▶

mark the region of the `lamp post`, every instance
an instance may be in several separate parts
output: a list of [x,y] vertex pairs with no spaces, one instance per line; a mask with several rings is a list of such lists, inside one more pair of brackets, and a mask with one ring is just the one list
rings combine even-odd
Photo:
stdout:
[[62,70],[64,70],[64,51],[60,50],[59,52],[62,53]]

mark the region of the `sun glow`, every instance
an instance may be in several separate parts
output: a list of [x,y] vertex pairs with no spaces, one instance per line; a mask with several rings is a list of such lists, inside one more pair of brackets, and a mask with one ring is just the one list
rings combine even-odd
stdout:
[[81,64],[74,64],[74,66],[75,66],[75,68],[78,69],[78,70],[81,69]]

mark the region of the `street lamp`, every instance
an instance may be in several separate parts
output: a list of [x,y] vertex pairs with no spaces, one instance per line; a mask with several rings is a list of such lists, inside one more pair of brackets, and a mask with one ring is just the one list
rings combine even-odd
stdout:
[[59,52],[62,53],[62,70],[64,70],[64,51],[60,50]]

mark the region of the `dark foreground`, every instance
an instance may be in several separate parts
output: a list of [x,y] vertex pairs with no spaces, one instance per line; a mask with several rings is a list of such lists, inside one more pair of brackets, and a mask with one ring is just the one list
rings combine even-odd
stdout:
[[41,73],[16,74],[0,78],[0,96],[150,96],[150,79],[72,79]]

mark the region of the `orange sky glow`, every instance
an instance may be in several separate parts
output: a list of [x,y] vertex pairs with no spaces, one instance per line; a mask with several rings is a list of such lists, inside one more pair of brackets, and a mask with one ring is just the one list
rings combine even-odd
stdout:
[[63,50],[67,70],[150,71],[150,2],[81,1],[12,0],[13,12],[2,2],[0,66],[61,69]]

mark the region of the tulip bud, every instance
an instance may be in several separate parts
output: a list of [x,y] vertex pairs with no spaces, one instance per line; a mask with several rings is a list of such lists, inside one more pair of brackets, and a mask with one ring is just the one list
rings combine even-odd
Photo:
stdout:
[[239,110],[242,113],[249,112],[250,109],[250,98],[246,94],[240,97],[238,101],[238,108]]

◀

◆ **Written exercise**
Output every line of the material above, unchanged and in the same order.

◆ **The solution**
mark the region of the `lamp post`, every instance
an instance may be in several separate parts
output: a list of [x,y] vertex pairs with no spaces, one instance per line; a mask with several rings is a list of such lists, inside one more pair of brackets, and a mask with one ring is just the one list
rings combine even-odd
Photo:
stdout:
[[62,70],[64,70],[64,51],[60,50],[59,52],[62,53]]

mark the region of the `sun glow`, every instance
an instance may be in several separate parts
output: a list of [x,y] vertex pairs with no spaces, one instance per line; a mask with several rings is a list of such lists, inside one more pair of brackets, and a mask with one ring is just the one list
rings combine even-odd
stdout:
[[81,64],[74,64],[74,66],[75,66],[75,68],[78,69],[78,70],[81,69]]

mark the region of the `street lamp`, every instance
an instance may be in several separate parts
output: a list of [x,y] vertex pairs with no spaces, one instance per line; a mask with several rings is a list of such lists, inside one more pair of brackets, and a mask with one ring is just the one list
rings combine even-odd
stdout:
[[59,52],[62,53],[62,70],[64,70],[64,51],[60,50]]

mark the region of the `dark foreground`, every instance
an instance may be in several separate parts
output: a list of [x,y] vertex pairs with no spaces, one instance per line; a mask with several rings is a list of such lists, inside one more pair of brackets, and a mask with one ring is just the one list
rings combine even-odd
stdout:
[[41,73],[16,74],[0,78],[0,96],[150,96],[150,79],[72,79]]

mark the region of the `orange sky glow`, every instance
an instance may be in several separate parts
output: a list of [x,y] vertex pairs with no spaces, one instance per line; a mask with several rings is a list of such lists, inside one more pair of brackets, and a mask with one ring is just the one list
rings combine even-odd
stdout:
[[63,50],[67,70],[150,71],[150,2],[81,1],[12,0],[13,12],[2,2],[0,66],[61,69]]

mark the region of the tulip bud, every instance
an instance may be in several separate parts
output: a list of [x,y] vertex pairs with no spaces, one instance per line; a mask with several rings is a list of such lists, inside one more pair of brackets, and a mask with one ring is just the one list
rings combine even-odd
Photo:
stdout:
[[239,110],[242,113],[249,112],[250,109],[250,98],[246,94],[240,97],[238,101],[238,108]]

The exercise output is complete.